Goal:
Output the data lines below as a JSON list of strings, one string per line and no blank lines. Start at the line containing "[point] deer nose" and stop at the end of the data.

Named object pointing data:
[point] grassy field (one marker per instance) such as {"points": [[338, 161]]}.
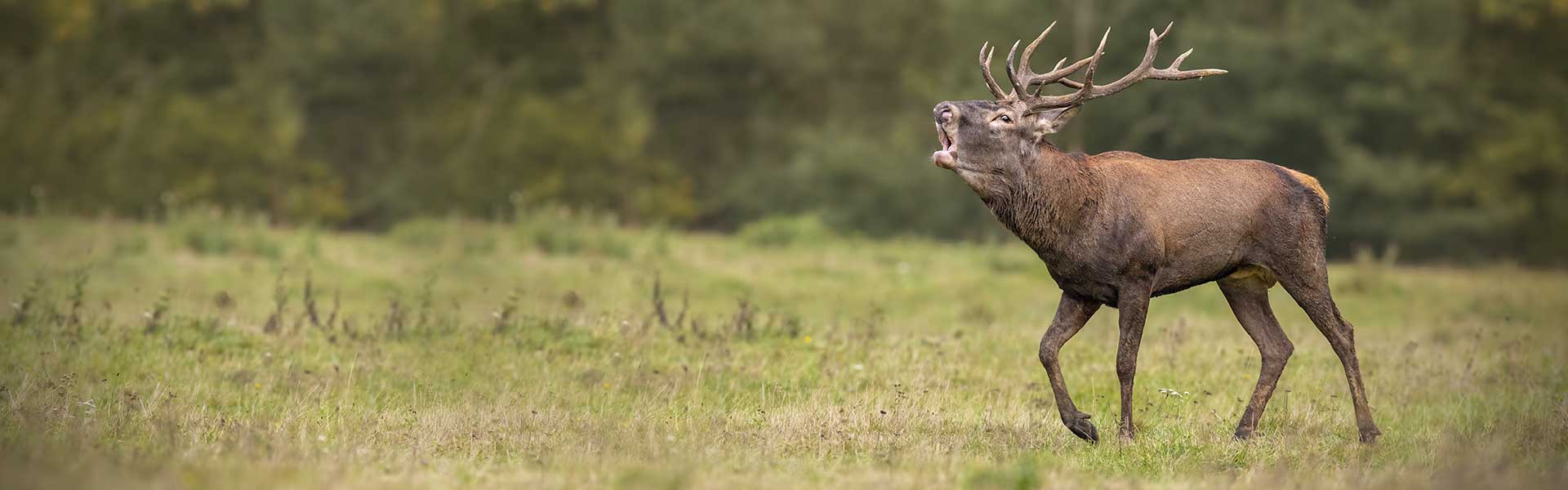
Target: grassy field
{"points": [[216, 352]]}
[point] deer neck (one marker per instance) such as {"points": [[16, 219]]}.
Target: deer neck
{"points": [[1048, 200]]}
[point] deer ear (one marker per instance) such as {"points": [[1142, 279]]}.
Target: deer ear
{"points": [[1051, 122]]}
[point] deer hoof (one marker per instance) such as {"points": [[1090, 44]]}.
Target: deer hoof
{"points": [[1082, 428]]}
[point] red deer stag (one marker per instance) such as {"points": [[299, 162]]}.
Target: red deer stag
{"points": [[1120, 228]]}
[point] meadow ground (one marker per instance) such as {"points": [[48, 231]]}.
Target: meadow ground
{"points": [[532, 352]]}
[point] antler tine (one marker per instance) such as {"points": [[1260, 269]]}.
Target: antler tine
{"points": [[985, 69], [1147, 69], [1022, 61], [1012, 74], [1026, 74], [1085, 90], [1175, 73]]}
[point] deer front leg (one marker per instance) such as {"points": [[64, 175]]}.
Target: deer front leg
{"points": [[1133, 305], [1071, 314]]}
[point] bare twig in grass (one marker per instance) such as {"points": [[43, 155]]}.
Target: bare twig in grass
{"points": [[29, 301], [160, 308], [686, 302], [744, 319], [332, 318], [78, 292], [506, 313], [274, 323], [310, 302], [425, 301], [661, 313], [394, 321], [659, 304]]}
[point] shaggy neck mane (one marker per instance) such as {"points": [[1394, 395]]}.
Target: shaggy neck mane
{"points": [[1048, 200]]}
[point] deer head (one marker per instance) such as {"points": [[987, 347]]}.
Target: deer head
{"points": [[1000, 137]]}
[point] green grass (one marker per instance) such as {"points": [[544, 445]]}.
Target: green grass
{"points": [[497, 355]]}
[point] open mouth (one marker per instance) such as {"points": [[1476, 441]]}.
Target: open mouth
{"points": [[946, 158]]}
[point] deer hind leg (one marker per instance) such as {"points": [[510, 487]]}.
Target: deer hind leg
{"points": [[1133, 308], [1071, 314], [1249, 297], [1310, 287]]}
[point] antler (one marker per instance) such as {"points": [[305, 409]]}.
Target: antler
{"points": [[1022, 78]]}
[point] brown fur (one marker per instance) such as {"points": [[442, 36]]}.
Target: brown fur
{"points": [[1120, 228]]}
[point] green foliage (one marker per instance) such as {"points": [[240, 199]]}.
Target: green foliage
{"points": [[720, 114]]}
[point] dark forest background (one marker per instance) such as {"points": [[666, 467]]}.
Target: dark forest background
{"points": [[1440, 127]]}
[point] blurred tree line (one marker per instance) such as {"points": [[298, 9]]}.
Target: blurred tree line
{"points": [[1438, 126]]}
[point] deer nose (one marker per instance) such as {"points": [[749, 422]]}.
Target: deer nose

Task solution:
[
  "[point] deer nose (one marker per instance) such as {\"points\": [[749, 422]]}.",
  "Target: deer nose"
]